--- Exercise inputs Enclosed Below ---
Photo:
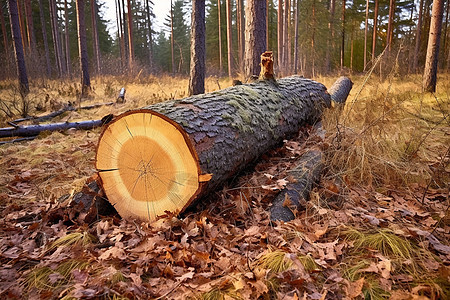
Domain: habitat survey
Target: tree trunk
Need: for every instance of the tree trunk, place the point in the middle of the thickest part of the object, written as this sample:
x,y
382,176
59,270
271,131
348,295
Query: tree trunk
x,y
220,37
330,42
418,37
195,144
198,48
95,39
150,38
255,36
18,47
229,40
429,76
30,27
66,35
82,46
44,37
366,29
5,38
172,38
390,24
280,35
374,36
343,35
130,36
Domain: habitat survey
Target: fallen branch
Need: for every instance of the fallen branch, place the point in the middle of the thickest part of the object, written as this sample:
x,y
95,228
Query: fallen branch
x,y
34,130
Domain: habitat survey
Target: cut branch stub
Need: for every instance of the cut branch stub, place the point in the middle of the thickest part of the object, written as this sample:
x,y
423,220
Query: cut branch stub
x,y
147,165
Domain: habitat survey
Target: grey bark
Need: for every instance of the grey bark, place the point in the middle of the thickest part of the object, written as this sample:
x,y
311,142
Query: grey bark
x,y
233,127
198,48
82,46
418,37
255,36
18,47
229,40
44,37
95,43
374,36
430,73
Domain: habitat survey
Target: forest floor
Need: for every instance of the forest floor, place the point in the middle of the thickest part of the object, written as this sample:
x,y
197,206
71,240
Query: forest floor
x,y
377,225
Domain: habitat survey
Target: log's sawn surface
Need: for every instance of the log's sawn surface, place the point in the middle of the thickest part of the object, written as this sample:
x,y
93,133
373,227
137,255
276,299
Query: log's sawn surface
x,y
233,127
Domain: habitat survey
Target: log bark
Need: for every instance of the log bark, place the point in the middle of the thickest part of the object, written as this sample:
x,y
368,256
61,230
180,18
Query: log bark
x,y
224,131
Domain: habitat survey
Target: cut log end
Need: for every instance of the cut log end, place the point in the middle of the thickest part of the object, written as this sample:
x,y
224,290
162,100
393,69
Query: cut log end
x,y
147,165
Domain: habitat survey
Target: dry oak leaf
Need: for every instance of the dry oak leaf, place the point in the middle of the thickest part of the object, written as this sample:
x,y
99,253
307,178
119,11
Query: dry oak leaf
x,y
354,289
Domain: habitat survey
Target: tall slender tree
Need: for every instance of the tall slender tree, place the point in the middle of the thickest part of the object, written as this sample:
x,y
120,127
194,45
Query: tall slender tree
x,y
366,29
130,36
95,40
44,38
220,36
343,35
375,28
434,37
390,29
255,35
18,47
229,40
5,38
66,37
30,27
280,34
82,46
198,48
418,36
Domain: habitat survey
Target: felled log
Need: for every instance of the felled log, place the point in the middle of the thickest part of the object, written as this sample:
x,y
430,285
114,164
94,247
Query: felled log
x,y
164,156
34,130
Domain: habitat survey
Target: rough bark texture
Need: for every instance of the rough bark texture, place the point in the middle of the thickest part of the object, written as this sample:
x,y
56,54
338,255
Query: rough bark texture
x,y
44,37
198,48
340,89
234,126
255,36
82,46
434,38
18,47
306,172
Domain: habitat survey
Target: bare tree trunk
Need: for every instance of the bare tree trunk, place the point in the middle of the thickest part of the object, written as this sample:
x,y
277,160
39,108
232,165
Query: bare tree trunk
x,y
22,27
330,42
429,76
66,34
198,48
313,37
44,37
280,34
82,46
130,36
30,27
150,38
5,39
374,36
296,11
229,40
220,37
255,36
343,35
172,39
366,25
18,47
418,37
95,40
285,34
390,24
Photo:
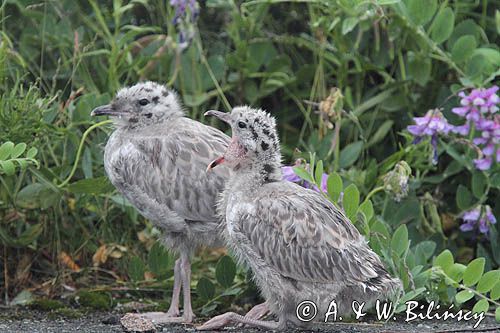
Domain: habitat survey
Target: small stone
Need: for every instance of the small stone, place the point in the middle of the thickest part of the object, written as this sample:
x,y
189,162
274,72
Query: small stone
x,y
132,322
111,320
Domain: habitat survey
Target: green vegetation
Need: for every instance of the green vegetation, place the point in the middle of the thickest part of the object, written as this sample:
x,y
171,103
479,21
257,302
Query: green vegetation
x,y
344,78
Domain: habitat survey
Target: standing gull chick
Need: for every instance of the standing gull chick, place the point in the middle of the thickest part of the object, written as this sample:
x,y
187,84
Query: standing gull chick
x,y
157,158
299,245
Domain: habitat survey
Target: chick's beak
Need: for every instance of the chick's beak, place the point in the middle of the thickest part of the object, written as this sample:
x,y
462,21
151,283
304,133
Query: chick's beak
x,y
215,163
225,117
104,110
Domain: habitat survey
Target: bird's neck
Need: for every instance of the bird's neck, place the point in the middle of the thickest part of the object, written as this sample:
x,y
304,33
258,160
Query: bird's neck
x,y
253,174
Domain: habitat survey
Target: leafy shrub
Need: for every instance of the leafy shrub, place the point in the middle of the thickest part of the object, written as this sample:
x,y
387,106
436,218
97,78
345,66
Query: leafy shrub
x,y
345,80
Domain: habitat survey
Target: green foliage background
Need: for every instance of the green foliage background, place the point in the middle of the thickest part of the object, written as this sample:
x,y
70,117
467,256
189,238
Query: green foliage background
x,y
389,60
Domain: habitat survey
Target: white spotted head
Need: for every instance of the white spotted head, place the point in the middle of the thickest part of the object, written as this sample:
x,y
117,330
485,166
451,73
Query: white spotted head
x,y
254,143
146,103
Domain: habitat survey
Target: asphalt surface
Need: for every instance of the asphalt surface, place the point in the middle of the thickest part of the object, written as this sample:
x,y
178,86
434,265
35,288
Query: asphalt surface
x,y
23,320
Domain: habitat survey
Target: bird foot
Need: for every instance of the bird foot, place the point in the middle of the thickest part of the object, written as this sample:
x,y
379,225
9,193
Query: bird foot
x,y
257,312
231,317
216,322
166,317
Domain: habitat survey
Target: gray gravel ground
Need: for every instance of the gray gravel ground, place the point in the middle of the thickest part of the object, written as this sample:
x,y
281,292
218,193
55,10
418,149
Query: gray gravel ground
x,y
29,321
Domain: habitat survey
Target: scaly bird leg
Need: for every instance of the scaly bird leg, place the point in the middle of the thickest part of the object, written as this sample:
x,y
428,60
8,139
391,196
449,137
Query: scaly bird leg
x,y
231,317
188,314
172,315
173,310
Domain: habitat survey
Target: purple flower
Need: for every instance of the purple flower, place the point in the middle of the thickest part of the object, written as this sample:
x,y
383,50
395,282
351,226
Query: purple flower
x,y
480,217
429,125
478,101
432,124
480,108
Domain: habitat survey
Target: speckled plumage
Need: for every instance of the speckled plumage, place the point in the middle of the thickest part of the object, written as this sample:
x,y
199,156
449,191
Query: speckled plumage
x,y
157,158
299,245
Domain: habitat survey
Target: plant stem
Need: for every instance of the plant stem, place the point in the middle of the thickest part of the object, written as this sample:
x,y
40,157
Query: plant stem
x,y
79,151
375,190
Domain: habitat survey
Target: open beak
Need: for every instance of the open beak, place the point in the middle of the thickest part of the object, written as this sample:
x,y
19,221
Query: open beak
x,y
104,110
215,163
225,117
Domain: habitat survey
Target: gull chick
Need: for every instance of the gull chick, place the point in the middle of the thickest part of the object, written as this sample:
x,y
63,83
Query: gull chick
x,y
298,244
156,158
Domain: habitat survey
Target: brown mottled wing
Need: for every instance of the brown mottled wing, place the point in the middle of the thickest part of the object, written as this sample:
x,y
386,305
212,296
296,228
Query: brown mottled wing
x,y
172,169
305,237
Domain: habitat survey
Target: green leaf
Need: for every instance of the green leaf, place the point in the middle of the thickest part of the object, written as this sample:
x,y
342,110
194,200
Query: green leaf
x,y
351,201
387,2
381,133
463,48
25,297
334,186
91,186
463,296
419,68
421,11
488,281
495,292
367,209
497,23
463,197
481,306
399,242
225,271
444,260
350,154
424,251
7,167
205,289
473,272
136,269
6,150
158,260
348,24
18,150
87,163
479,183
456,272
302,173
443,24
318,174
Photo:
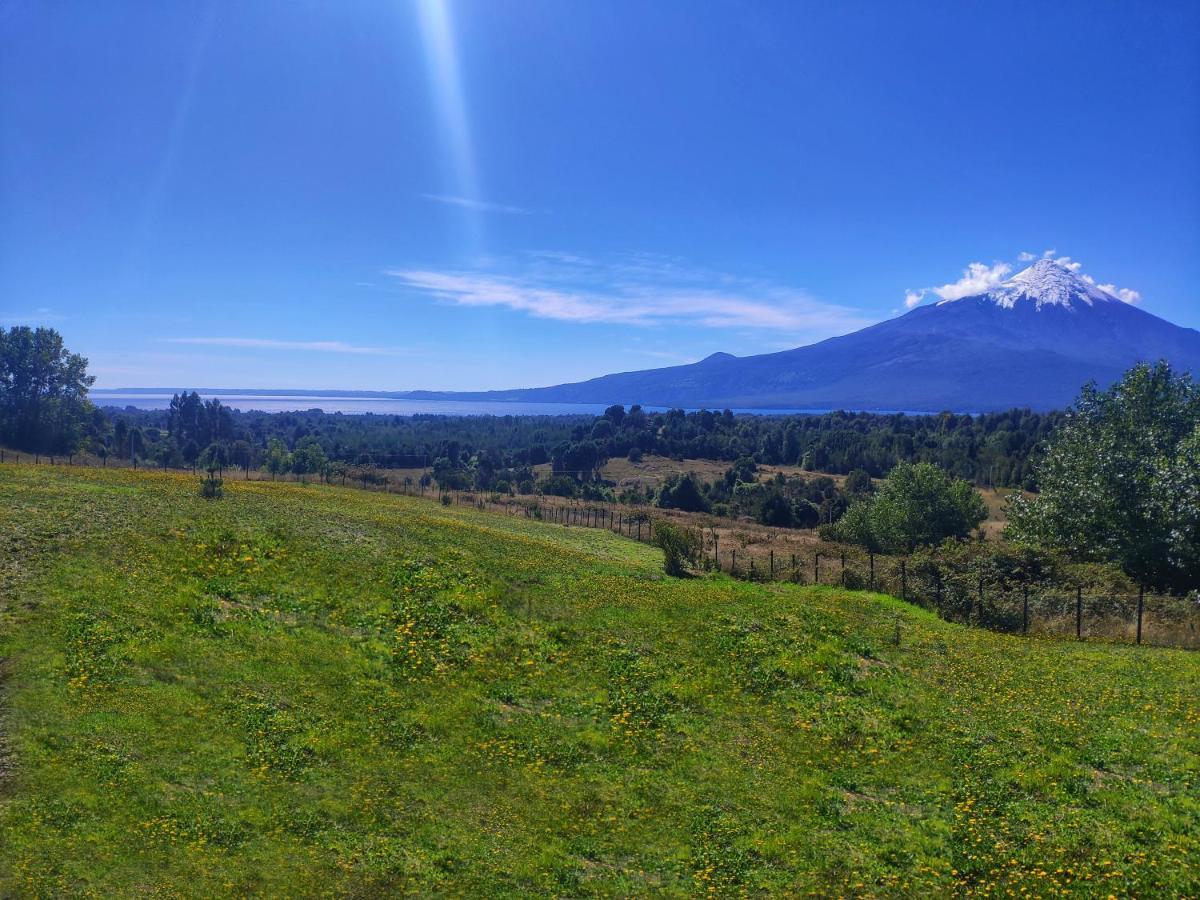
--- End of Enclosed Exercise inputs ---
What you have to do:
Leave out the pictures and copy the rest of the material above exactly.

Answer for the task:
Photo:
Domain: habitat survey
Target: tree trunk
Need: for every instance of the tree trunk, place the point in the middle of the thickest part of the object, written as this sample:
x,y
382,176
59,270
271,131
348,295
Query: tree trunk
x,y
220,37
330,42
418,37
195,144
198,48
95,39
150,38
255,36
18,47
229,40
429,76
30,27
66,35
82,46
44,37
366,29
5,38
172,38
390,24
280,35
374,36
343,35
130,36
Domain: habitat survey
Target: fallen branch
Need: for every instance of the fallen branch, place the point in the middle of the thickest part of the object, written as this sample:
x,y
95,228
Query: fallen branch
x,y
34,130
Domain: habitat survey
Target: cut branch stub
Need: for every instance of the cut branch stub, place the point in the middle of the thickest part of the object, written as this sample:
x,y
423,220
Query: cut branch stub
x,y
147,165
Domain: habitat survey
Target: grey bark
Need: for every instance of the grey bark, place the point in the middle of the thickest part of the object, written as this sample:
x,y
311,142
Query: grey bark
x,y
233,127
198,48
82,46
418,37
255,36
18,47
229,40
44,37
95,43
374,36
430,73
Domain: habitat survey
Target: forest floor
Need: for every instance of the forest floor, place the point in the middle of the thickest part of the object, written as this sample:
x,y
197,206
71,240
Query: forest floor
x,y
377,225
Domain: habitat survey
Target: log's sawn surface
Need: for every instance of the log's sawn surface, place the point in the middle of the thickest part of the object, written as this sample:
x,y
93,133
373,227
137,255
276,299
Query: log's sawn surface
x,y
233,127
Domain: habitat survey
Target: log bark
Need: for every instance of the log bark, place the point in the middle of the thickest part of the object, written as this sample:
x,y
368,256
61,230
180,18
Query: log bark
x,y
224,131
Domain: habitat survey
Target: cut log end
Need: for every instance of the cut log end, place the point in the middle of the thickest part of the object, written as this sample:
x,y
224,290
162,100
393,69
Query: cut log end
x,y
147,165
Domain: habitat survey
Target: dry oak leaf
Need: for every instance of the dry oak leaf, place the point in the middle of the thickest part of the object, written as this sample:
x,y
99,253
307,178
119,11
Query: dry oak leaf
x,y
354,289
Domain: habitat survey
Target: tall slender tree
Need: for every instance of the tall slender tree, place the point in the middle of the thickest part of the object, written as this sample:
x,y
120,127
194,45
Query: tall slender tree
x,y
366,29
130,36
95,40
44,38
220,36
343,35
375,28
434,37
390,29
255,35
18,47
229,40
5,38
66,37
30,27
280,34
82,46
198,48
418,36
Domain: habitat survey
Target: felled log
Need: for every instance of the felled log, place the point in the middle of the thickest part of the object, written as this sample:
x,y
430,285
114,164
94,247
Query: felled log
x,y
164,156
34,130
Domain: habitat survey
Target: rough bark texture
Need: for every instance of the rough bark texture, place the point in the middle of the thickest part of the object, written as this sample:
x,y
56,54
338,255
Query: rough bark texture
x,y
44,37
198,48
340,89
234,126
255,36
82,46
434,38
18,47
306,172
Domain: habitat survey
Target: bare tree trunk
Need: for every instance of the bare tree trunk, place the point in the middle of the thickest part of the object, written as this sample:
x,y
277,160
39,108
232,165
Query: bare tree trunk
x,y
22,27
330,42
429,76
66,34
198,48
313,37
44,37
280,34
82,46
130,36
30,27
150,38
5,39
374,36
296,11
229,40
220,37
255,36
343,35
172,39
366,25
18,47
418,37
95,40
285,34
390,24
Photo:
Domain: habitat survey
Target: small stone
Need: for every instance of the small stone, place the point in the middle of the thickest part of the object, written as this sample:
x,y
189,162
274,72
Query: small stone
x,y
132,322
111,320
Domain: habitat survey
Target: green vegetation
Need: for every instance of the green vegetation, place the point in the middle of the thickest part of the object, written as this sample:
x,y
171,103
479,21
257,302
Query: green vegetation
x,y
344,78
Domain: habitat survey
Target: standing gull chick
Need: for every instance of the standing gull chick, place the point in the middle of the thickest part of the object, written as this sample:
x,y
187,84
Query: standing gull chick
x,y
157,158
299,245
Domain: habitat survey
Target: chick's beak
Need: for every instance of the chick's beak, place the point in the middle of the thickest part of the object, written as this sample:
x,y
462,21
151,283
304,133
Query: chick's beak
x,y
215,163
225,117
104,110
Domain: habitat survey
Target: bird's neck
Need: for every instance of the bird's neck, place the point in the middle of the thickest part of the object, written as this sample:
x,y
304,33
258,160
Query: bird's neck
x,y
253,174
Domain: habitat survey
Target: leafy shrub
Need: for every instance of the leafy shrub, place the point in the middle of the thickest part of the object, written as this sample:
x,y
387,106
436,218
97,78
345,66
Query: leafy shrub
x,y
345,80
Domain: habitat survey
Target: green foliage background
Need: for every instance of the green foliage background, place the point in the middle of the thickest part of the object, written as this sample:
x,y
70,117
467,256
189,238
Query: green foliage background
x,y
389,60
Domain: habitat survey
Target: white spotted head
Need: for every instance of the white spotted head, place the point in the middle of the thickest part of the object, written as this sample:
x,y
117,330
485,166
451,73
Query: white spotted head
x,y
254,143
146,103
Domain: habitat survey
Target: asphalt surface
Need: for every instance of the asphalt surface, place the point in the middle of the thickest part of the object, written as this sample:
x,y
178,86
434,265
35,288
Query: asphalt surface
x,y
23,320
Domain: habitat survey
Target: bird foot
Need: for every instance of the bird foot, place the point in the middle of the thickest part of the object, written as this sample:
x,y
379,225
9,193
Query: bird foot
x,y
257,312
231,317
216,322
166,317
Domain: habitat survey
Target: gray gravel ground
Need: for every instance of the gray gravel ground, place the point in the middle of the thickest part of the object, written as this sample:
x,y
281,292
218,193
55,10
418,149
Query: gray gravel ground
x,y
29,321
Domain: habitat survey
Target: scaly bird leg
Need: for every instance of the scaly bird leg, place the point in the middle of the thickest part of the object, written as this sample:
x,y
428,60
8,139
391,196
449,137
Query: scaly bird leg
x,y
231,317
188,314
172,315
173,310
Domain: habitat survey
Target: purple flower
Need: for every instance of the purple flower, place the point in the middle of the thickest part of the object, written as this sample:
x,y
383,50
395,282
351,226
Query: purple flower
x,y
480,217
429,125
478,101
432,124
480,108
Domain: habitat survey
Target: speckled plumage
Need: for every instance of the speckled plumage, place the point in the middle of the thickest part of the object, written as this sample:
x,y
199,156
449,191
Query: speckled plumage
x,y
157,158
299,245
Domain: habitat survey
Target: plant stem
Need: for every instance of the plant stem, place the point in the middle of the thickest part of the object, written as this sample:
x,y
40,157
Query: plant stem
x,y
79,151
375,190
Domain: habitat survey
Target: open beak
Need: for every instance of the open beak, place the point in the middle of the thickest part of the object, written as this sample:
x,y
19,221
Query: open beak
x,y
104,110
215,163
225,117
Domain: habitat survey
Target: gull chick
Need: for every instance of the gull chick, place the point in the middle of the thickest part of the object, written as this sample:
x,y
63,83
Query: gull chick
x,y
298,244
156,158
Domain: habitat survey
Target: brown mottled wing
Need: for every instance of the brown mottled wing, place the point in the middle of the thickest part of the object, written as this sample:
x,y
386,305
212,296
296,228
Query: brown mottled wing
x,y
172,169
305,237
Domain: habitat survey
Target: green leaf
Need: for every instance of the green leaf, place the point in the middle of the thickest part of the object, written as this sample:
x,y
342,110
194,200
Query: green leaf
x,y
351,201
387,2
381,133
463,48
25,297
334,186
91,186
463,296
419,68
421,11
488,281
495,292
367,209
497,23
463,197
481,306
399,242
225,271
444,260
350,154
424,251
7,167
205,289
473,272
136,269
6,150
158,260
348,24
18,150
87,163
479,183
456,272
302,173
443,24
318,174
Photo:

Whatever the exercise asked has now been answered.